Sesuai dengan janji Sufiz.com, hari ini kami sajikan kisah lebih lengkap tentang Umar bin Abdul Aziz, selamat menikmati
Umar bin Abdul Aziz memberisihkan kedua tangannya dari debu kuburan Khalifah sebelumnya, Sulaiman bin Abdul Malik. Tiba-tiba ia mendengar suara gemuruh bumi di sekitarnya. Ia berpaling seraya berkata, “Apa ini?”
Mereka berkata, “Inilah kendaraanmu, wahai Amirul Mukminin. Ini telah disiapkan untuk Anda kendarai,” Umar melihatnya dengan sebelah mata, lalu berkata dengan suara gemetar dan terbata-bata karena kelelahan dan kurang tidur, “Apa hubungannya denganku, jauhkan semua itu dariku, mudah-mudahan Allah memberkati kalian. Bawa kemari keledaiku. Ia sudah cukup bagiku.”
Baru saja ia duduk di atas punggung keledainya, komandan pengawal datang berjalan di depannya, bersama sekelompok anak buahnya yang berbaris rapi di sekelilingnya. Di tangan mereka tergenggam tombak yang mengkilat.
Umar menoleh ke arah mereka dan berkata, “Aku tidak membutuhkan pengawalan kalian semua, aku hanyalah orang biasa dari kalangan kaum muslimin, aku berjalan sama seperti mereka.”

_Tugas Anda_
1. Dalam teks tentang Umar bin Abdul Aziz, hewan apa yang diminta Umar untuk dibawakan kepadanya sebagai pengganti kendaraan yang telah disiapkan?
2. Masukkan baris-baris catatan ke dalam daftar JSON berisi string, satu string untuk setiap baris dan tanpa baris kosong. Mulailah dari baris yang memuat "Where can the green unripe", lalu lanjutkan sampai akhir catatan, dan jangan sertakan gambar.
Teks dan catatan ini merupakan dua bahan yang terpisah.

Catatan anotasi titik

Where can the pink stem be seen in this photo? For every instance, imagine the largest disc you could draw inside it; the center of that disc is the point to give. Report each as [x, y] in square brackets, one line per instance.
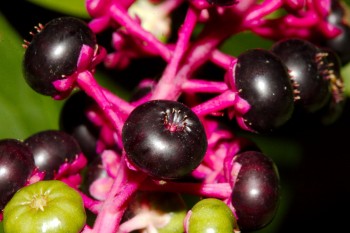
[221, 59]
[87, 82]
[218, 190]
[261, 10]
[203, 86]
[218, 103]
[125, 185]
[185, 33]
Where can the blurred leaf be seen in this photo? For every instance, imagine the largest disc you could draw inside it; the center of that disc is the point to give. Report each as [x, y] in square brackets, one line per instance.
[69, 7]
[243, 41]
[23, 111]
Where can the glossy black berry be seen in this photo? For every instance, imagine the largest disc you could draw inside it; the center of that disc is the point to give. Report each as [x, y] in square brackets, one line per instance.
[54, 51]
[336, 14]
[222, 2]
[333, 109]
[263, 81]
[340, 43]
[256, 192]
[73, 120]
[51, 149]
[16, 167]
[165, 139]
[309, 70]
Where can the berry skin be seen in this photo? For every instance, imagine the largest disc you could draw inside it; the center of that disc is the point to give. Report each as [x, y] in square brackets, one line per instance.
[308, 69]
[211, 215]
[54, 51]
[51, 149]
[16, 166]
[165, 211]
[255, 194]
[45, 207]
[164, 138]
[263, 81]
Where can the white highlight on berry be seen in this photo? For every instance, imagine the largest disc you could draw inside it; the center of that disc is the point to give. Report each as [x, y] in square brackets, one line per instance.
[153, 19]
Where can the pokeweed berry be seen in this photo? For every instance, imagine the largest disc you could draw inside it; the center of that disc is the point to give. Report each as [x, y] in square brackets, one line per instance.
[16, 166]
[309, 70]
[211, 215]
[54, 51]
[256, 192]
[222, 2]
[262, 80]
[51, 149]
[164, 138]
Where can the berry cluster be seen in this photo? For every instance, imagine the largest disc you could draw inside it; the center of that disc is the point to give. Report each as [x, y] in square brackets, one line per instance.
[127, 162]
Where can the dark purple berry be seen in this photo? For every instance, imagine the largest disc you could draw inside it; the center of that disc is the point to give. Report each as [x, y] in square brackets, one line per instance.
[51, 149]
[337, 13]
[263, 81]
[255, 194]
[74, 121]
[222, 2]
[340, 43]
[54, 51]
[333, 109]
[308, 69]
[16, 167]
[165, 139]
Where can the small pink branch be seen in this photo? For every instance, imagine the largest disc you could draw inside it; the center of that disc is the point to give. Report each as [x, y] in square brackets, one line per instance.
[221, 59]
[169, 73]
[261, 10]
[120, 15]
[125, 185]
[87, 83]
[204, 86]
[218, 190]
[218, 103]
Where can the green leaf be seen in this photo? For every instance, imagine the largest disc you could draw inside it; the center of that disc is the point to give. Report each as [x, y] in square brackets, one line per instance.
[22, 111]
[69, 7]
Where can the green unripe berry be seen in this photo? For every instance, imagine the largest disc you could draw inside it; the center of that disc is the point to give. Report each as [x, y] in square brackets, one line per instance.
[211, 215]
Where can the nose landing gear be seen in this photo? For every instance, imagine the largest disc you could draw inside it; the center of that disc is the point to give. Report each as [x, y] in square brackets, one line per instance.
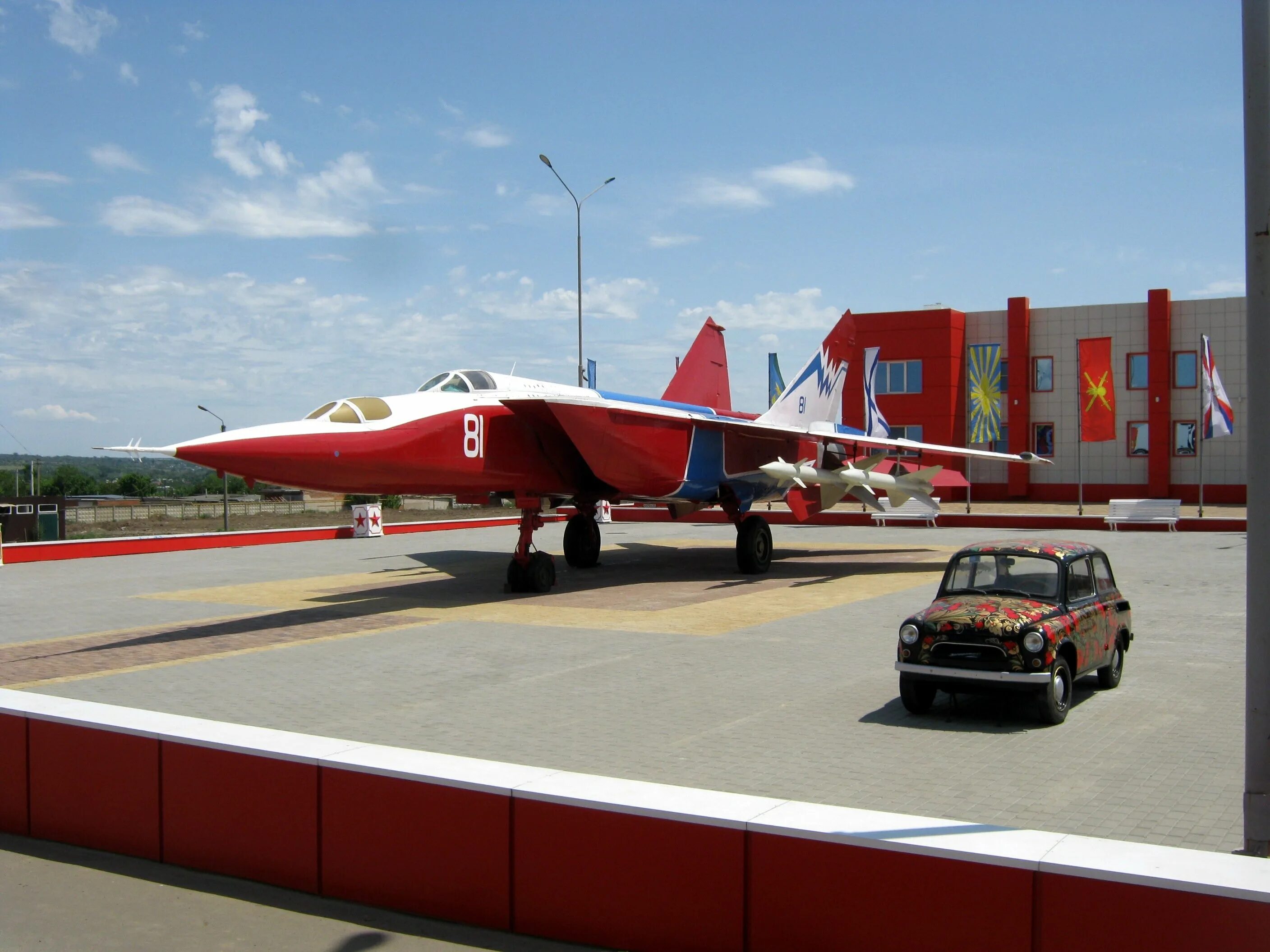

_Jawaban Tiap Tugas_
1. Keledainya.

2.
[
  "Where can the green unripe berry be seen in this photo? For every instance, imagine the largest disc you could draw inside it; the center of that disc is the point to give. Report each as [x, y] in square brackets, one line per instance.",
  "[211, 215]",
  "Where can the nose landing gear be seen in this photo? For every instance, imagine the largest disc you could draw inside it; the center of that disc is the point to give. Report each as [x, y] in square brackets, one line per instance."
]